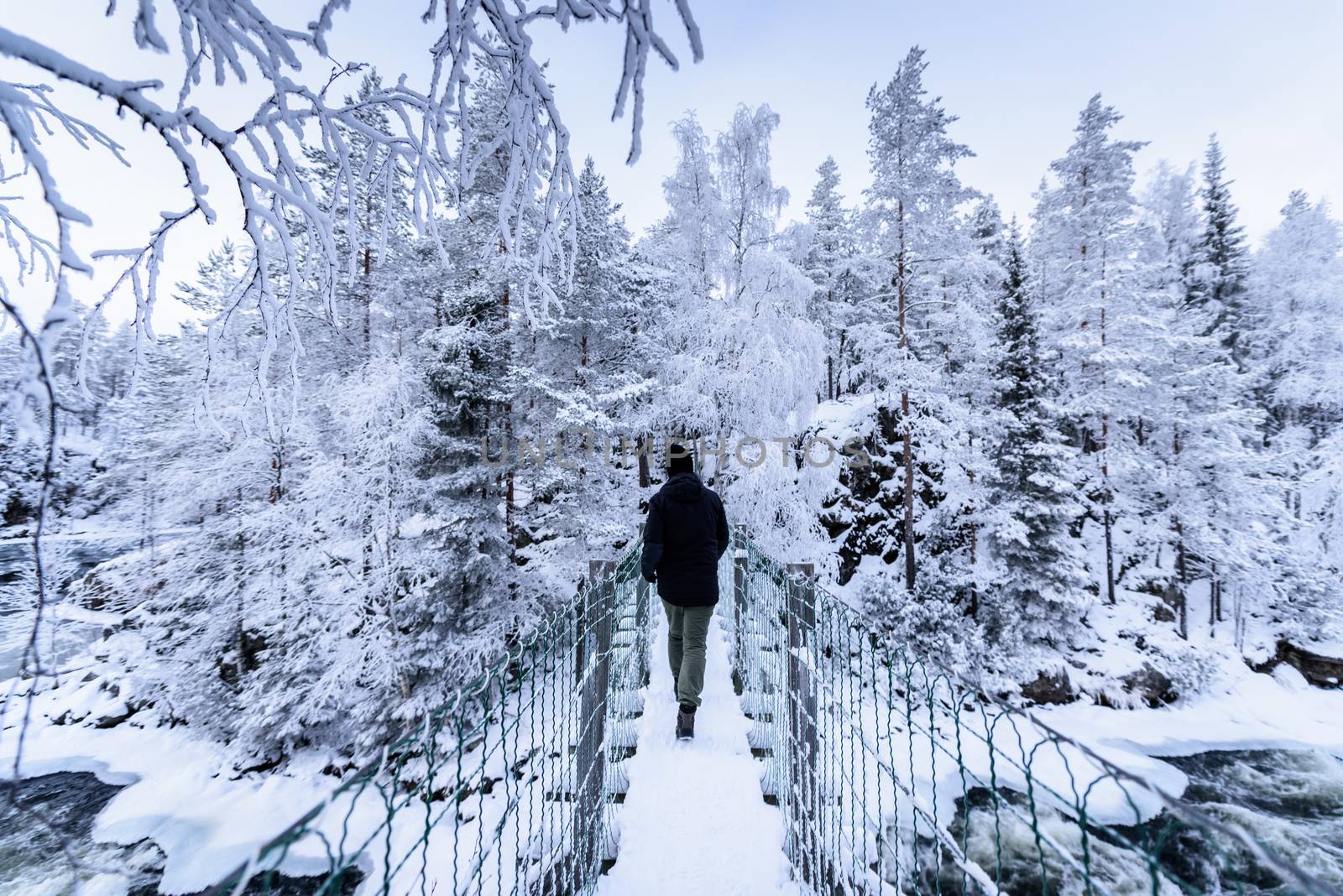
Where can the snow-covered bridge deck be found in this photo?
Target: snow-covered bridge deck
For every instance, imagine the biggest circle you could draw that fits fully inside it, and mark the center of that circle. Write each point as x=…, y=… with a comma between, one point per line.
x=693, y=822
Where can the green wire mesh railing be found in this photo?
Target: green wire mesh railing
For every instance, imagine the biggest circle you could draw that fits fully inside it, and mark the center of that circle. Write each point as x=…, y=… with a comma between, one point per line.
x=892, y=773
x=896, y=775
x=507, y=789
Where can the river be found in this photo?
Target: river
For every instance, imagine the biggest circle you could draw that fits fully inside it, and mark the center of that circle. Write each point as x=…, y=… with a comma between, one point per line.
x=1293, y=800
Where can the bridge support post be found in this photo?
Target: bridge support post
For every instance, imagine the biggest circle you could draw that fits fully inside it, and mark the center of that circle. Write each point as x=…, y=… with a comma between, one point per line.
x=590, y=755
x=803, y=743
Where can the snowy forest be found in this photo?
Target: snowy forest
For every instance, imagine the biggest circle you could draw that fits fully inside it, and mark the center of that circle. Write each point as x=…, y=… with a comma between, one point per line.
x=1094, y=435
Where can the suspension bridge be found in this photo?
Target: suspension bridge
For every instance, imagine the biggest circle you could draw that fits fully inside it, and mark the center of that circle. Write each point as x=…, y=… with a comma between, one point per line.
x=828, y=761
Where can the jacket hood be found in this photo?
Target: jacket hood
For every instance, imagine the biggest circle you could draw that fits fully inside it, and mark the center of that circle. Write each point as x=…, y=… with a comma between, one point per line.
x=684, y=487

-----

What you are asked to do:
When you print the entries, keep every line exactly as it is and drop the pictures.

Output of the task:
Where can the snow-covered bridge deck be found in this photo?
Target: snow-covered bridge deck
For every instance, imagine the biggest circle you could draw that fits fully inside it, and mark the center of that circle. Write each point as x=…, y=… with a comma between, one point per line.
x=693, y=822
Where can the green wire mesh railing be found in this photo?
Target: green wire mesh railing
For every instance, imagine the biggest circle you could draw that fits fully inside it, and mark the center of that circle. Write each point as x=…, y=… with a comma between, one point per line.
x=892, y=773
x=896, y=775
x=507, y=789
Where can the river be found in this photo?
Target: river
For every instance, imagine the biggest circle you could draw that fits fully inside it, and mark the center of that circle. Write each point as x=…, y=… with a comma between, one point per line.
x=1293, y=800
Where can the bridge support post be found in this photo?
Target: bridge support post
For every instance, imagine the biggest circle you could draw that fits fully inside it, and mark the center of that circle. Write each point as x=…, y=… with a comma between, one point per line.
x=590, y=755
x=803, y=743
Where can the snowy forest be found in this photo?
Target: snowy forest
For every instance, imagine the biggest circle you could draw that fits fully inside it, and mark the center of that circle. Write each point as x=…, y=… with a comma between, one point per line.
x=1094, y=435
Where can the suspension bridge be found in this photo?
Target: suspension bridge
For every instance, imagine the biggest circle you could draw that fits fully inside it, and mark the center of that circle. Write each point as x=…, y=… with a comma between, one point per line.
x=828, y=761
Where can the jacket hood be found in this photo?
Target: jacket hood
For every instance, imagine the biggest circle you could draw that fits fully inside it, and mark the center of that circle. Write each point as x=…, y=… with a comma between, one point per line.
x=684, y=487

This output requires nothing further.